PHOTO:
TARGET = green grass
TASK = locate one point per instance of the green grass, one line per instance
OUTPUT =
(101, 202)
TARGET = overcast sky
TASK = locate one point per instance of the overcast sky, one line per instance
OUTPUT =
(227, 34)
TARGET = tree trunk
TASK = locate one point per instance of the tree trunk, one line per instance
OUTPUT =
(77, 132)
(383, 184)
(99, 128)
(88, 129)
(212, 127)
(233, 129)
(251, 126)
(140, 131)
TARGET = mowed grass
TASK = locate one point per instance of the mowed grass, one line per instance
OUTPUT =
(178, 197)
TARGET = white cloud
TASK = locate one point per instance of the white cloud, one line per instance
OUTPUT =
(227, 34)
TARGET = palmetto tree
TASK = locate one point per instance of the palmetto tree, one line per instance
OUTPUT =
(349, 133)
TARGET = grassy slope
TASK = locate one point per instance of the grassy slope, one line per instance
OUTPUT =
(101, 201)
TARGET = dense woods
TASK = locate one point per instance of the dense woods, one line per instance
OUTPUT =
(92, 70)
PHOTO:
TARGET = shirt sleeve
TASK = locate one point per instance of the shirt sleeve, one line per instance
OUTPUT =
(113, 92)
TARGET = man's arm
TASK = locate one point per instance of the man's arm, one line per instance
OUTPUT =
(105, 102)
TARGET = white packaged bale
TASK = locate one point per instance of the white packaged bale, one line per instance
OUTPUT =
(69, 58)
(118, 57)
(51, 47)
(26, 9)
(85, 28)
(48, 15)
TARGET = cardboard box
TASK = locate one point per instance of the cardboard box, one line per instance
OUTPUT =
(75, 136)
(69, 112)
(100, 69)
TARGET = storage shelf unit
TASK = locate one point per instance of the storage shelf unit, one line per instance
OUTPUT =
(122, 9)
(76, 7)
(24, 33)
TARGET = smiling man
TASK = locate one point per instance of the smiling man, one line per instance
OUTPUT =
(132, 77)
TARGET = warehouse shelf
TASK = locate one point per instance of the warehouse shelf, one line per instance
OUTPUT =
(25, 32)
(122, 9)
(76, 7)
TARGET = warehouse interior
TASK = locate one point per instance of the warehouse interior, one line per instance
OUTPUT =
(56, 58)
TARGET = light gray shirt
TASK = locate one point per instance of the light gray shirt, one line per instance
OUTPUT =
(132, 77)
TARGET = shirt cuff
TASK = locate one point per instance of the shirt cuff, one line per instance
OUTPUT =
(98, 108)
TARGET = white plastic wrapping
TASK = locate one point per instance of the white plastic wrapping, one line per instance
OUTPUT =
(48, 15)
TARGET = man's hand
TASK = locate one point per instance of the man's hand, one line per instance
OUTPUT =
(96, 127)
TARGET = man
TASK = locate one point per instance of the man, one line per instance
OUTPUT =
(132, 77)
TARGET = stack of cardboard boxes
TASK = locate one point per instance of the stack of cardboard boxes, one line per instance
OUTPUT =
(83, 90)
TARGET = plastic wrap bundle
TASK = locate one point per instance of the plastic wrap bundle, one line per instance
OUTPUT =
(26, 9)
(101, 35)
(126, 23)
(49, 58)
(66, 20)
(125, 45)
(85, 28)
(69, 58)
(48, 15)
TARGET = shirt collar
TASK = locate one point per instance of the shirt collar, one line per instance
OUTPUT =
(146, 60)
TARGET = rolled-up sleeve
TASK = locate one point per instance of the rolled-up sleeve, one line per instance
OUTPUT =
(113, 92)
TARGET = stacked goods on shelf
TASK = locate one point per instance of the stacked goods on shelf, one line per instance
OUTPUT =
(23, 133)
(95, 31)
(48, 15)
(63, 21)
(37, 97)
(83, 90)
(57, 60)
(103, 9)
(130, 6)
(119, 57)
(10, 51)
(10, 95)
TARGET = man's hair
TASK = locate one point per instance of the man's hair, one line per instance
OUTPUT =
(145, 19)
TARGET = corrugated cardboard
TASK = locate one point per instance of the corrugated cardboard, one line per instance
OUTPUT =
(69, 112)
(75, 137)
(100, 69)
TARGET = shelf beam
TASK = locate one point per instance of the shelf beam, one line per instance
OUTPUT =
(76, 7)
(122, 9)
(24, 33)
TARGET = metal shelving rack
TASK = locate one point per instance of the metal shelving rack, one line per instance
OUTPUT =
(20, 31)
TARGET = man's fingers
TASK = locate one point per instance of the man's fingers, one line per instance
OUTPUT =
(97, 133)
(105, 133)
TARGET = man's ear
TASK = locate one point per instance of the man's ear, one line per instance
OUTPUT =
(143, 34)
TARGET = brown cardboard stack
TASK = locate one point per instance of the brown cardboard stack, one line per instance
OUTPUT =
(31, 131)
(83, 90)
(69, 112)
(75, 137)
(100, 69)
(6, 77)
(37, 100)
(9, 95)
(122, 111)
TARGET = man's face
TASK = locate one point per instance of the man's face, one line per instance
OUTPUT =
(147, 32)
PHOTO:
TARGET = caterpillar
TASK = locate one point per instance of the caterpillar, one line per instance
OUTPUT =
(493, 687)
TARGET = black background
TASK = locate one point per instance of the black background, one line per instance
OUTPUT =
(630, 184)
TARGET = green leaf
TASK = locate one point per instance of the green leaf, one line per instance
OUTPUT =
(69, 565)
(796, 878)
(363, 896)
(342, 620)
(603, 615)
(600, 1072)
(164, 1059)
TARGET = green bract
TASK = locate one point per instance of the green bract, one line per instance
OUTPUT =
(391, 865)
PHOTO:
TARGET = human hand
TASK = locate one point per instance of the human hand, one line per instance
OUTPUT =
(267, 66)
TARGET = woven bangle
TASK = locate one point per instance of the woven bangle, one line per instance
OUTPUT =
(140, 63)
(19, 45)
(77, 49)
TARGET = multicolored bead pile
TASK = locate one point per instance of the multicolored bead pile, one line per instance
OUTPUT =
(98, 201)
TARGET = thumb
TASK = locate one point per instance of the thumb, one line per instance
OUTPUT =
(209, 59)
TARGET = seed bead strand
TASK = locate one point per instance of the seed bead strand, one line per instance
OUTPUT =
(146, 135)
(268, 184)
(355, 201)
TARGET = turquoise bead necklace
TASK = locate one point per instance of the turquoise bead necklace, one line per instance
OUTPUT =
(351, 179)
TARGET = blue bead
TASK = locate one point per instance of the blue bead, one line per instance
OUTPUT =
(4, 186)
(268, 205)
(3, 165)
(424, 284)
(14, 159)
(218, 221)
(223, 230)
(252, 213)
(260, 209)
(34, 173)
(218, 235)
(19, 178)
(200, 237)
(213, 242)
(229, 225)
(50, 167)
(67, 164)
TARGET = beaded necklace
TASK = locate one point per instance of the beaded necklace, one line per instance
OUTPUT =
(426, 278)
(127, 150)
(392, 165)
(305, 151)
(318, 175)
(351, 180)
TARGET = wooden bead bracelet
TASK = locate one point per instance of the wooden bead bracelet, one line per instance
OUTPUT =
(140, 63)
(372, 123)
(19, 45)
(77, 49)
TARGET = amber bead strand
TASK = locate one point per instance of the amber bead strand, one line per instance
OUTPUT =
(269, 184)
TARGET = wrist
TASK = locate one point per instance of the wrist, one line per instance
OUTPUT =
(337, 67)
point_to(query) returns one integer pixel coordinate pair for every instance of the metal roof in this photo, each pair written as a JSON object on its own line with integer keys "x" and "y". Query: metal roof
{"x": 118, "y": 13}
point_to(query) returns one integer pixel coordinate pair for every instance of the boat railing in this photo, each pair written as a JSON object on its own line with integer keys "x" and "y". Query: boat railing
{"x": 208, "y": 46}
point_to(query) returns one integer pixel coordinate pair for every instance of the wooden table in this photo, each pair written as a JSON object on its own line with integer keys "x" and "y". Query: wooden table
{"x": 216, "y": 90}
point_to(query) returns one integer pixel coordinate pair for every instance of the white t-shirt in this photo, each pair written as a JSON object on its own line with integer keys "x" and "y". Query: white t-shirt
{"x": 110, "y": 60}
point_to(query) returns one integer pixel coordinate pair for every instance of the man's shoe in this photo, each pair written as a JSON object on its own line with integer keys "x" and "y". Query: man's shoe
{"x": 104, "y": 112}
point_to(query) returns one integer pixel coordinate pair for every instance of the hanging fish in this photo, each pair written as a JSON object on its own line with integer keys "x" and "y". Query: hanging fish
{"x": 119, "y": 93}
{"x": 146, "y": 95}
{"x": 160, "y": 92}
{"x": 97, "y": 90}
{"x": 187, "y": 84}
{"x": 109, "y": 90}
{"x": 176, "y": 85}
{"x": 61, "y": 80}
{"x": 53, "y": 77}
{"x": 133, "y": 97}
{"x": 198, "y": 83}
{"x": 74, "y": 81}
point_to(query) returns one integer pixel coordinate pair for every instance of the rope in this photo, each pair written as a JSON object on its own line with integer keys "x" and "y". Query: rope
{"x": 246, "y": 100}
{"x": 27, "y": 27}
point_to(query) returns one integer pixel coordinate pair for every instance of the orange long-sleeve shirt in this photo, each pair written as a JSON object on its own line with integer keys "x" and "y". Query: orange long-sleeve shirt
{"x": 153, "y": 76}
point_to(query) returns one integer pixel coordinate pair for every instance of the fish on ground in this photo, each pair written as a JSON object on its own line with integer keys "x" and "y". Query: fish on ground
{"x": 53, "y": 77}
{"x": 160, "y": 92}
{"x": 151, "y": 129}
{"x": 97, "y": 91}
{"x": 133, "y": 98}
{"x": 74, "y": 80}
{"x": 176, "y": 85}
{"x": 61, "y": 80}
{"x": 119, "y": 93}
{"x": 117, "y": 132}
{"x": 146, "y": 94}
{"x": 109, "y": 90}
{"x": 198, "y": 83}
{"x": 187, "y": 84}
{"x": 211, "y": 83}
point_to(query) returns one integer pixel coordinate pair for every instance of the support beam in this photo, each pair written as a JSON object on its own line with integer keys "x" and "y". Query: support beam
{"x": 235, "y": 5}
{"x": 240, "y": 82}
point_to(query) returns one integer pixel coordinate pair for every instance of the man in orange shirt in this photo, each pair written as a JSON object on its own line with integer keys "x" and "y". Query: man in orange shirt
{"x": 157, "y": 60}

## Problem statement
In the entries above, find the line with "interior, one line per instance" and the line with "TARGET = man's hand", then set down exactly those two and every line between them, nothing else.

## Expected answer
TASK = locate one point per instance of the warehouse interior, one line per instance
OUTPUT =
(56, 58)
TARGET = light gray shirt
TASK = locate one point per instance of the light gray shirt, one line per instance
OUTPUT =
(132, 77)
TARGET = shirt cuff
TASK = locate one point per instance of the shirt cuff, one line per instance
OUTPUT =
(98, 108)
TARGET = white plastic wrapping
TASK = locate one point per instance of the white plastic wrapping, one line per instance
OUTPUT =
(48, 15)
TARGET = man's hand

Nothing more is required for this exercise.